■ Given exercise 1:
Pick out each line of the records below that contains the word "bracelet", and copy those lines. Matches must have the same capitalization.

■ Provided passage:

+ + +

Clark, Peter

Peter ClarkPeter Humphries Clark (March 29, 1829-June 21, 1925), an associate of Frederick Douglass, was one of Ohio’s most effective black abolitionist writers and speakers. The first teacher engaged by the Cincinnati black public schools and founder and principal of Ohio’s first public high school for black students, he was recognized as the nation’s foremost black public school educator. He was a path-breaking political activist who empowered black voters in Ohio electoral politics, a feat for which he was widely recognized, but which ultimately cost him his job.

Peter was born in Cincinnati, his father Michael Clark a manumitted slave and his mother the mulatto daughter of an indentured servant from Ireland. His large extended family was active in the African Methodist Episcopal (AME) Church. In the absence of black public schools, his father—a successful barber—sent him to private schools. A brilliant student, he served as assistant teacher in the two lower grades of high school while he completed the remaining two. His father paid $200 to apprentice him to a white abolitionist maker of stereotype printing plates. Unfortunately this employer moved to California after two years, leaving Clark unable to find further work at this trade because of the color bar. After his father died in 1849, he briefly ran the barber shop, but hated serving white customers and quit.

Later that same year, largely due to the efforts of his uncle, John I. Gaines, “colored” schools were authorized by the Ohio legislature. Clark was hired as the first teacher. In 1853 he was fired by the white Board of Education as an “infidel” for having publicly praised the political and religious thought of Thomas Paine. African-Americans almost unanimously objected to the Board’s action.

+ + +

[Dataset excerpts on object pointing]

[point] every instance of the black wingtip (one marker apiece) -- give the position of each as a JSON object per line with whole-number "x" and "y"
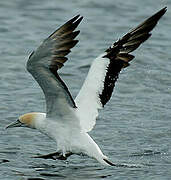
{"x": 76, "y": 18}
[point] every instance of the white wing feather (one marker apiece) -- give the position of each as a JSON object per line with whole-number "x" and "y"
{"x": 88, "y": 98}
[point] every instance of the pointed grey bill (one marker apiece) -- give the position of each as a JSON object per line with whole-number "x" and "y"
{"x": 14, "y": 124}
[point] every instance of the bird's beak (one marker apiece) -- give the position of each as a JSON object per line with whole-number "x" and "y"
{"x": 14, "y": 124}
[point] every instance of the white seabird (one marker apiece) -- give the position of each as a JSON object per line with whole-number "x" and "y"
{"x": 68, "y": 121}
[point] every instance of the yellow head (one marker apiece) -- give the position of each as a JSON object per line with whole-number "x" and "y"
{"x": 26, "y": 120}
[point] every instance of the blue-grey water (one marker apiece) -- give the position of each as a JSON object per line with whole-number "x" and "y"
{"x": 133, "y": 128}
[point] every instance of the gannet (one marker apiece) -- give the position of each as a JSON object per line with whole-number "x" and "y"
{"x": 68, "y": 121}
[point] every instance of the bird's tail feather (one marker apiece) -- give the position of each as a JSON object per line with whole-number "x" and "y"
{"x": 109, "y": 162}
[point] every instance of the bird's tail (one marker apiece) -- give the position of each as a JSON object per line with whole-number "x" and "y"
{"x": 109, "y": 162}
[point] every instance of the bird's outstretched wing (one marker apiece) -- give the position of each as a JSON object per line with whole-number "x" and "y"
{"x": 47, "y": 59}
{"x": 104, "y": 71}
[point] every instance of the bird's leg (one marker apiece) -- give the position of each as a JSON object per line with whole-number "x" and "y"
{"x": 55, "y": 156}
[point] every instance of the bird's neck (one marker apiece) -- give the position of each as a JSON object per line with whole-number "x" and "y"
{"x": 39, "y": 120}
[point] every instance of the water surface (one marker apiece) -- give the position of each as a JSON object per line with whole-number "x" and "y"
{"x": 134, "y": 127}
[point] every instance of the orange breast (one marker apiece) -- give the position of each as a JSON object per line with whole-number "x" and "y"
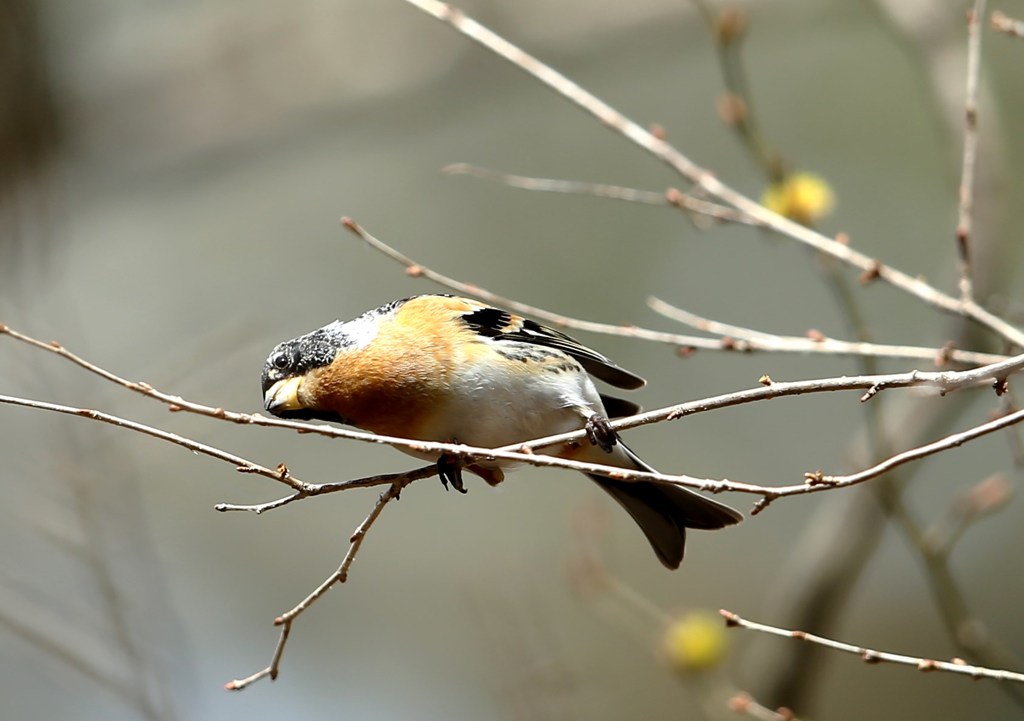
{"x": 392, "y": 385}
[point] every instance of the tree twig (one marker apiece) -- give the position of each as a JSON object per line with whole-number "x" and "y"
{"x": 966, "y": 206}
{"x": 286, "y": 620}
{"x": 707, "y": 180}
{"x": 875, "y": 656}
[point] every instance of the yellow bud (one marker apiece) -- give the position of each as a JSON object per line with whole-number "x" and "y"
{"x": 695, "y": 642}
{"x": 802, "y": 197}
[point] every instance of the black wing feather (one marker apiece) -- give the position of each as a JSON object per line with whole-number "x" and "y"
{"x": 501, "y": 325}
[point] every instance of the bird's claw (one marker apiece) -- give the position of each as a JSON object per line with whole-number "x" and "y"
{"x": 600, "y": 432}
{"x": 450, "y": 470}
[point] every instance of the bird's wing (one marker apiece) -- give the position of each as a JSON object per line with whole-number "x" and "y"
{"x": 501, "y": 325}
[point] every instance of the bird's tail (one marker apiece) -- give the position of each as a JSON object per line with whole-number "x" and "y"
{"x": 664, "y": 512}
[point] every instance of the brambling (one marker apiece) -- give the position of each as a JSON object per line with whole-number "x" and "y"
{"x": 444, "y": 369}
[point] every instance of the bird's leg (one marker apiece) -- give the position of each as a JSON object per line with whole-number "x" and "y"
{"x": 450, "y": 470}
{"x": 600, "y": 432}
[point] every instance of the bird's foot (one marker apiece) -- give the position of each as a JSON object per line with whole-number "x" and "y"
{"x": 600, "y": 432}
{"x": 450, "y": 470}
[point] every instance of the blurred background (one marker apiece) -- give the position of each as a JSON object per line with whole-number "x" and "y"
{"x": 172, "y": 175}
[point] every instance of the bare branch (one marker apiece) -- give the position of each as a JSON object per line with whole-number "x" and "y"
{"x": 286, "y": 620}
{"x": 671, "y": 198}
{"x": 965, "y": 222}
{"x": 1008, "y": 25}
{"x": 868, "y": 655}
{"x": 751, "y": 340}
{"x": 748, "y": 339}
{"x": 707, "y": 180}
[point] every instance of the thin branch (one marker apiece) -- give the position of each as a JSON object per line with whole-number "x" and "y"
{"x": 523, "y": 453}
{"x": 1005, "y": 24}
{"x": 764, "y": 342}
{"x": 965, "y": 222}
{"x": 743, "y": 703}
{"x": 573, "y": 187}
{"x": 286, "y": 620}
{"x": 672, "y": 198}
{"x": 950, "y": 441}
{"x": 873, "y": 656}
{"x": 705, "y": 179}
{"x": 814, "y": 342}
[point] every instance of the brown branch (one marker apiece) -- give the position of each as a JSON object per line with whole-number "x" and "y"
{"x": 750, "y": 342}
{"x": 1005, "y": 24}
{"x": 706, "y": 180}
{"x": 286, "y": 620}
{"x": 966, "y": 208}
{"x": 868, "y": 655}
{"x": 672, "y": 198}
{"x": 816, "y": 343}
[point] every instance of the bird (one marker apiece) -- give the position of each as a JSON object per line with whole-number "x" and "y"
{"x": 446, "y": 369}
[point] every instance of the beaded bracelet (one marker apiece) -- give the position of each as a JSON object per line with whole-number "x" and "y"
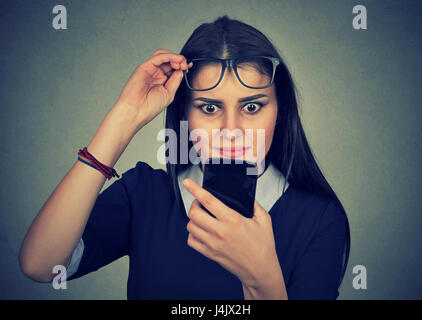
{"x": 87, "y": 158}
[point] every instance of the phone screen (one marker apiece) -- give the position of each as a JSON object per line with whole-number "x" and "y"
{"x": 229, "y": 182}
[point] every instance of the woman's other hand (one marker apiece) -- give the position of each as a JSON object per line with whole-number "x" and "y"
{"x": 152, "y": 86}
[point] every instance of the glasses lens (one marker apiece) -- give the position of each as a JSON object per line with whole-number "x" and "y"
{"x": 204, "y": 74}
{"x": 255, "y": 71}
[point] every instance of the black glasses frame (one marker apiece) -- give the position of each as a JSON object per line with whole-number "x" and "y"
{"x": 232, "y": 63}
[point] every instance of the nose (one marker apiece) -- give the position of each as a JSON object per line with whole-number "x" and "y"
{"x": 231, "y": 130}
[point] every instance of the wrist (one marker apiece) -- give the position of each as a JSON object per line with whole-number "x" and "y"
{"x": 112, "y": 137}
{"x": 269, "y": 284}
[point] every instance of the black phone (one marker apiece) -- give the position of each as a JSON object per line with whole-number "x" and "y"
{"x": 230, "y": 181}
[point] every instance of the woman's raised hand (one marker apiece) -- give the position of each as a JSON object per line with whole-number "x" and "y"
{"x": 152, "y": 86}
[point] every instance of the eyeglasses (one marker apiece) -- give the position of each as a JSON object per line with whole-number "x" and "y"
{"x": 255, "y": 72}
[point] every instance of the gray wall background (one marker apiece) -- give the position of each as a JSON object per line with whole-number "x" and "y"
{"x": 359, "y": 102}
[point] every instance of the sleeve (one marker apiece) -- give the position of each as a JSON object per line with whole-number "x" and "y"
{"x": 317, "y": 275}
{"x": 106, "y": 234}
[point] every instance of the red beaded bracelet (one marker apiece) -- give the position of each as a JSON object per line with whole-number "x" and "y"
{"x": 87, "y": 158}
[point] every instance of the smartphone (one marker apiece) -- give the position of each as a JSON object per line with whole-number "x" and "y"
{"x": 230, "y": 182}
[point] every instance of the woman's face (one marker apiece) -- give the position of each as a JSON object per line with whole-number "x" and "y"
{"x": 225, "y": 107}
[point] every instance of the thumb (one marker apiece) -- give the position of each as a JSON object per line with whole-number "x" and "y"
{"x": 173, "y": 82}
{"x": 259, "y": 212}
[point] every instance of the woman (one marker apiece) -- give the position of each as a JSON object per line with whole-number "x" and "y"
{"x": 295, "y": 247}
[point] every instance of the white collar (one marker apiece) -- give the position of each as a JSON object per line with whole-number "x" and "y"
{"x": 269, "y": 185}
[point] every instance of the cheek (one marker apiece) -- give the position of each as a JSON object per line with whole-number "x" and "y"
{"x": 268, "y": 124}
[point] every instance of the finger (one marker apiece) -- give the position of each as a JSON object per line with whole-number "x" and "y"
{"x": 203, "y": 219}
{"x": 211, "y": 203}
{"x": 167, "y": 62}
{"x": 173, "y": 82}
{"x": 164, "y": 57}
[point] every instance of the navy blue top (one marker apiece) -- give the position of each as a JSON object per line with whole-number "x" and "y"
{"x": 138, "y": 216}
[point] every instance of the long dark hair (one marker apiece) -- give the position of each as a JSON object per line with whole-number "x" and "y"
{"x": 289, "y": 151}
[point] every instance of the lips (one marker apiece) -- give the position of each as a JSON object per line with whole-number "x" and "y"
{"x": 232, "y": 152}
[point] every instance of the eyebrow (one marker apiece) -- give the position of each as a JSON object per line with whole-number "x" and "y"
{"x": 256, "y": 96}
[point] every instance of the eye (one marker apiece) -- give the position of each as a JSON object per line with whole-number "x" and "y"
{"x": 253, "y": 109}
{"x": 207, "y": 108}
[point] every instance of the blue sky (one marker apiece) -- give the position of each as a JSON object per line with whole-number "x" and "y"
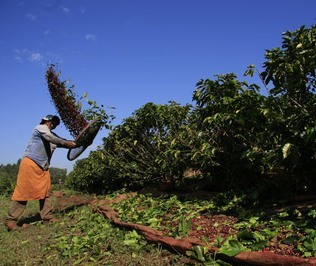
{"x": 125, "y": 53}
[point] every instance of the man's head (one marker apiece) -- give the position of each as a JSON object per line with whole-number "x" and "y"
{"x": 52, "y": 120}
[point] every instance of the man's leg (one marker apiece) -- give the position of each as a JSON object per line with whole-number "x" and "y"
{"x": 46, "y": 207}
{"x": 15, "y": 211}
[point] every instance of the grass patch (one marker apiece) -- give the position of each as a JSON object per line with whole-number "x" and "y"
{"x": 81, "y": 237}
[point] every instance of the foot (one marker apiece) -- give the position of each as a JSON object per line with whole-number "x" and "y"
{"x": 11, "y": 225}
{"x": 49, "y": 218}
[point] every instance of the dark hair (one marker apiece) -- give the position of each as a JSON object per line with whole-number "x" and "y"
{"x": 50, "y": 118}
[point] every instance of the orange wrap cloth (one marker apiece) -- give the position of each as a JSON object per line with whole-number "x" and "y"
{"x": 33, "y": 183}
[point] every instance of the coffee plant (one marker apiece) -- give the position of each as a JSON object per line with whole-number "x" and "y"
{"x": 233, "y": 138}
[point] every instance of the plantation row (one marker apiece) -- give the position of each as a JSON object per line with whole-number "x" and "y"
{"x": 231, "y": 137}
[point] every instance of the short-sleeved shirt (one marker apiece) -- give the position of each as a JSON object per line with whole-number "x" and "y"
{"x": 42, "y": 144}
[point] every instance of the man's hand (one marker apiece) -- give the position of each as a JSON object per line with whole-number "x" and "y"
{"x": 70, "y": 144}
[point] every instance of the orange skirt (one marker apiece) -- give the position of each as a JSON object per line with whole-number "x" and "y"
{"x": 33, "y": 183}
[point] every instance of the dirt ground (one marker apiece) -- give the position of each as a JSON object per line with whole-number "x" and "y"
{"x": 205, "y": 226}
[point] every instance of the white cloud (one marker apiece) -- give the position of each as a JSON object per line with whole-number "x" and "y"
{"x": 90, "y": 37}
{"x": 31, "y": 17}
{"x": 35, "y": 57}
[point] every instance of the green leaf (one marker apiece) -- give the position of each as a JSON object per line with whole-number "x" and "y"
{"x": 231, "y": 247}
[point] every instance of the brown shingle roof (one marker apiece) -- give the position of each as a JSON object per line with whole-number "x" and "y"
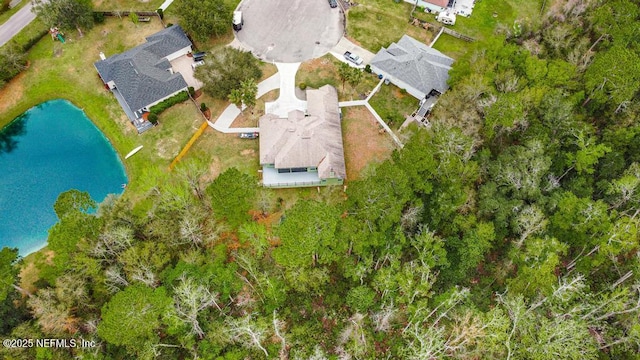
{"x": 314, "y": 140}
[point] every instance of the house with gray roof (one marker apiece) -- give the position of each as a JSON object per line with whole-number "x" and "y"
{"x": 142, "y": 77}
{"x": 304, "y": 149}
{"x": 414, "y": 66}
{"x": 430, "y": 6}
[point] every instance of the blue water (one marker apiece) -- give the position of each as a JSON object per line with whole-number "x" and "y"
{"x": 50, "y": 149}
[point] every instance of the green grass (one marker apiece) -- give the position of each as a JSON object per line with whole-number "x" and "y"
{"x": 451, "y": 46}
{"x": 7, "y": 14}
{"x": 318, "y": 72}
{"x": 392, "y": 104}
{"x": 66, "y": 71}
{"x": 377, "y": 23}
{"x": 127, "y": 5}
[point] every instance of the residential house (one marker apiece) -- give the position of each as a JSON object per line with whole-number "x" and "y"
{"x": 142, "y": 77}
{"x": 304, "y": 149}
{"x": 411, "y": 65}
{"x": 431, "y": 6}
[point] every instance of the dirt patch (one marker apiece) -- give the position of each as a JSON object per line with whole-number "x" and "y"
{"x": 167, "y": 148}
{"x": 364, "y": 143}
{"x": 214, "y": 170}
{"x": 12, "y": 92}
{"x": 248, "y": 152}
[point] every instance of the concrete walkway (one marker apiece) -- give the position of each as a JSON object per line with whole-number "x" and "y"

+ + +

■ Given exercise 2:
According to the biography of Peter Clark above, how much did his father pay to apprentice him to a maker of stereotype printing plates?

■ Task response 1:
[point] every instance of the beaded bracelet (one marker apiece) -- give the position of each as a JSON object per line with whole-number "x" and "y"
[point] every instance of the red beaded bracelet (one marker apiece) -- give the position of each as a JSON object per line with whole-number "x" and "y"

■ Task response 2:
$200.